Point-per-instance localization data:
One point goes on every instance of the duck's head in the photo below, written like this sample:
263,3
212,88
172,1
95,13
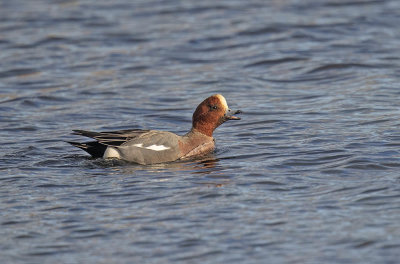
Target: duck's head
211,113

- Problem requirements
With the pictures omitted, reproduce the data above exactly.

- Exercise answer
One point goes on every instance of the duck's head in the photo below, written like this sample:
263,3
212,88
172,1
95,13
Target: duck's head
211,113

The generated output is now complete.